* WHAT YOU HAVE TO DO
Revise the entries, starting at the beginning and ending at the line that contains "154L44 153L36 153L36", so that every "black ski boot" becomes "dark ski boot" and nothing else changes. Return only those lines, without the pictures.

Region segmentation data
▶

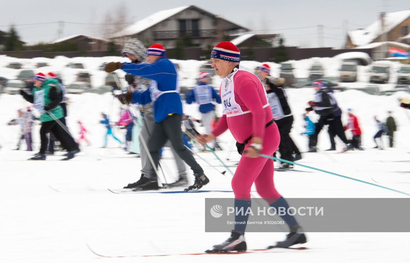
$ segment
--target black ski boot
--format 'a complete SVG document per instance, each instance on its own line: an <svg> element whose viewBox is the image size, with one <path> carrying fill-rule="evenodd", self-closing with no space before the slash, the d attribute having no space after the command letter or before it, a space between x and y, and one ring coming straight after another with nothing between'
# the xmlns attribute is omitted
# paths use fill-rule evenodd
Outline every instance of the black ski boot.
<svg viewBox="0 0 410 263"><path fill-rule="evenodd" d="M279 167L280 169L293 169L293 165L287 162L284 162L282 165Z"/></svg>
<svg viewBox="0 0 410 263"><path fill-rule="evenodd" d="M70 151L67 153L67 157L64 159L61 159L62 161L68 161L70 159L74 158L74 155L80 152L80 150L75 150L75 151Z"/></svg>
<svg viewBox="0 0 410 263"><path fill-rule="evenodd" d="M296 244L304 244L306 242L306 237L302 232L302 229L299 225L289 226L290 232L286 236L286 239L276 243L275 246L270 246L268 249L274 247L288 247Z"/></svg>
<svg viewBox="0 0 410 263"><path fill-rule="evenodd" d="M149 179L144 176L144 174L141 175L141 177L137 182L129 183L124 188L136 188L135 191L144 191L144 190L158 190L158 182L156 180Z"/></svg>
<svg viewBox="0 0 410 263"><path fill-rule="evenodd" d="M46 154L44 153L36 153L36 155L34 156L29 160L36 161L39 160L43 161L46 160Z"/></svg>
<svg viewBox="0 0 410 263"><path fill-rule="evenodd" d="M172 188L173 187L186 186L187 185L188 185L188 178L187 178L186 176L184 176L180 177L176 182L169 183L165 186L167 188Z"/></svg>
<svg viewBox="0 0 410 263"><path fill-rule="evenodd" d="M202 188L202 186L209 183L209 179L205 174L199 176L195 176L195 181L194 184L190 185L188 188L184 189L184 191L194 192L198 191Z"/></svg>
<svg viewBox="0 0 410 263"><path fill-rule="evenodd" d="M214 249L205 252L207 253L221 253L237 251L244 252L246 251L246 242L243 235L233 231L231 236L224 242L214 246Z"/></svg>
<svg viewBox="0 0 410 263"><path fill-rule="evenodd" d="M295 155L295 157L293 158L293 161L298 161L302 159L302 155L300 153L296 153Z"/></svg>

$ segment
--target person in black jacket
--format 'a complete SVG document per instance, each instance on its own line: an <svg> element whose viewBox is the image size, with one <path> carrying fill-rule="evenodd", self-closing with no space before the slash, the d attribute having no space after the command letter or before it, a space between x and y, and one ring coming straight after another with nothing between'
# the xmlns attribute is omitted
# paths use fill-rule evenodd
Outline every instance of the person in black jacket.
<svg viewBox="0 0 410 263"><path fill-rule="evenodd" d="M269 75L270 69L266 64L258 67L258 74L265 87L270 105L273 120L278 126L280 135L279 152L280 158L290 161L302 159L299 149L296 146L289 134L293 123L293 116L287 102L287 96L285 89L282 87L284 79L276 78ZM295 152L294 158L292 154ZM293 165L282 163L281 168L293 168Z"/></svg>
<svg viewBox="0 0 410 263"><path fill-rule="evenodd" d="M314 147L309 151L316 152L318 135L323 126L326 125L328 125L329 128L333 129L336 135L346 144L346 146L343 149L344 151L352 149L353 145L348 141L344 134L344 130L341 117L342 110L337 105L337 103L333 96L332 91L327 89L326 86L321 81L313 82L312 84L312 86L316 91L315 98L314 101L311 101L308 103L311 107L306 110L314 110L320 116L320 118L316 123L315 128L314 138Z"/></svg>

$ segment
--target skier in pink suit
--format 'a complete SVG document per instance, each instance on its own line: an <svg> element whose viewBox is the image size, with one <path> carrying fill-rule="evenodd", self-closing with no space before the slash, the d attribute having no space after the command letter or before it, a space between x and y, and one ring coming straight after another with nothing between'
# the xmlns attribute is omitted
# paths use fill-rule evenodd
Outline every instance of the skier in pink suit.
<svg viewBox="0 0 410 263"><path fill-rule="evenodd" d="M91 145L90 143L90 141L87 140L87 138L85 137L85 134L88 133L88 131L84 127L84 125L82 125L82 122L81 121L78 120L77 121L77 123L78 125L80 125L80 138L77 141L77 144L80 144L80 143L81 142L81 140L84 140L85 142L87 143L87 145L89 146Z"/></svg>
<svg viewBox="0 0 410 263"><path fill-rule="evenodd" d="M239 50L232 43L224 41L218 44L211 57L215 73L223 78L220 94L223 115L210 133L200 135L197 139L203 144L229 129L237 141L238 152L243 154L231 183L236 209L243 208L246 211L250 207L251 188L255 183L258 193L271 206L277 210L284 207L287 211L287 203L275 188L273 160L259 156L271 156L280 140L263 85L255 74L239 66ZM235 221L247 222L248 217L239 213L235 215ZM294 217L287 214L281 217L289 226L290 233L276 246L288 247L306 242ZM235 224L230 237L214 245L212 252L246 250L246 224Z"/></svg>

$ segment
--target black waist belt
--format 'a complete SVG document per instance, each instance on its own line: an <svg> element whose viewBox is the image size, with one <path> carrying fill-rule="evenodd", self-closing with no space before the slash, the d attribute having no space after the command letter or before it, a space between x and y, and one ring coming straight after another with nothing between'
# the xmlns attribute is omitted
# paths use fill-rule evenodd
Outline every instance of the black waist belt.
<svg viewBox="0 0 410 263"><path fill-rule="evenodd" d="M266 123L265 125L265 128L268 128L271 124L274 122L275 122L275 121L273 120L273 119L272 119L270 121ZM242 155L242 153L244 152L244 150L245 149L245 146L246 145L247 143L249 142L249 141L250 141L251 139L252 138L252 137L251 136L246 140L245 140L245 142L244 142L243 143L240 143L237 142L236 142L236 148L238 150L238 153L239 153L239 154Z"/></svg>

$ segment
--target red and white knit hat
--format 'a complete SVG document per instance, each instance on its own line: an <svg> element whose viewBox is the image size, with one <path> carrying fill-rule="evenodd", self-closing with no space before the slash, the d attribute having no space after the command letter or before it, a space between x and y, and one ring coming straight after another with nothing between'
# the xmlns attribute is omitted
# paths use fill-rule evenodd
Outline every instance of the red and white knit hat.
<svg viewBox="0 0 410 263"><path fill-rule="evenodd" d="M164 56L165 55L165 48L161 44L153 44L147 49L147 55Z"/></svg>
<svg viewBox="0 0 410 263"><path fill-rule="evenodd" d="M34 78L33 78L35 80L40 80L40 81L46 81L46 80L47 79L47 77L44 74L41 73L41 72L39 72L36 75L34 75Z"/></svg>
<svg viewBox="0 0 410 263"><path fill-rule="evenodd" d="M237 47L228 41L223 41L215 46L211 52L211 57L224 60L239 62L241 53Z"/></svg>
<svg viewBox="0 0 410 263"><path fill-rule="evenodd" d="M198 76L198 80L203 80L205 78L209 78L209 73L207 72L200 72L199 75Z"/></svg>
<svg viewBox="0 0 410 263"><path fill-rule="evenodd" d="M269 66L269 65L267 64L264 64L260 66L257 67L257 69L258 70L260 70L268 73L271 73L271 67Z"/></svg>
<svg viewBox="0 0 410 263"><path fill-rule="evenodd" d="M47 75L48 76L48 78L57 78L57 75L55 75L52 72L48 72L47 73Z"/></svg>

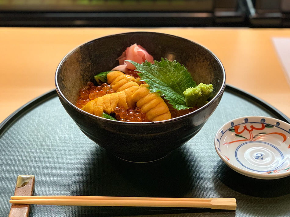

◀

* REPLY TO THE TASK
$ segment
--target dark ski boot
--format 'a complete SVG document per instance, each instance on its own line: an <svg> element whose viewBox is the image size, with one <path> carrying fill-rule="evenodd", self-closing with no space before the slash, the d attribute having no space after the command letter or before it, a space between x and y, and one ring coming straight after another with nothing between'
# the xmlns attribute is omitted
# paths use fill-rule evenodd
Outline every instance of the dark ski boot.
<svg viewBox="0 0 410 263"><path fill-rule="evenodd" d="M279 167L280 169L293 169L293 165L287 162L284 162L282 165Z"/></svg>
<svg viewBox="0 0 410 263"><path fill-rule="evenodd" d="M70 151L67 153L67 157L64 159L61 159L62 161L68 161L70 159L74 158L74 155L80 152L80 150L75 150L75 151Z"/></svg>
<svg viewBox="0 0 410 263"><path fill-rule="evenodd" d="M296 244L304 244L306 242L306 237L302 232L302 229L299 225L289 226L290 232L286 236L286 239L276 243L275 246L270 246L268 249L274 247L288 247Z"/></svg>
<svg viewBox="0 0 410 263"><path fill-rule="evenodd" d="M149 179L144 176L144 174L141 175L141 177L137 182L129 183L124 188L136 188L135 191L144 191L144 190L158 190L158 182L156 180Z"/></svg>
<svg viewBox="0 0 410 263"><path fill-rule="evenodd" d="M46 154L44 153L36 153L36 155L34 156L29 160L36 161L39 160L43 161L46 160Z"/></svg>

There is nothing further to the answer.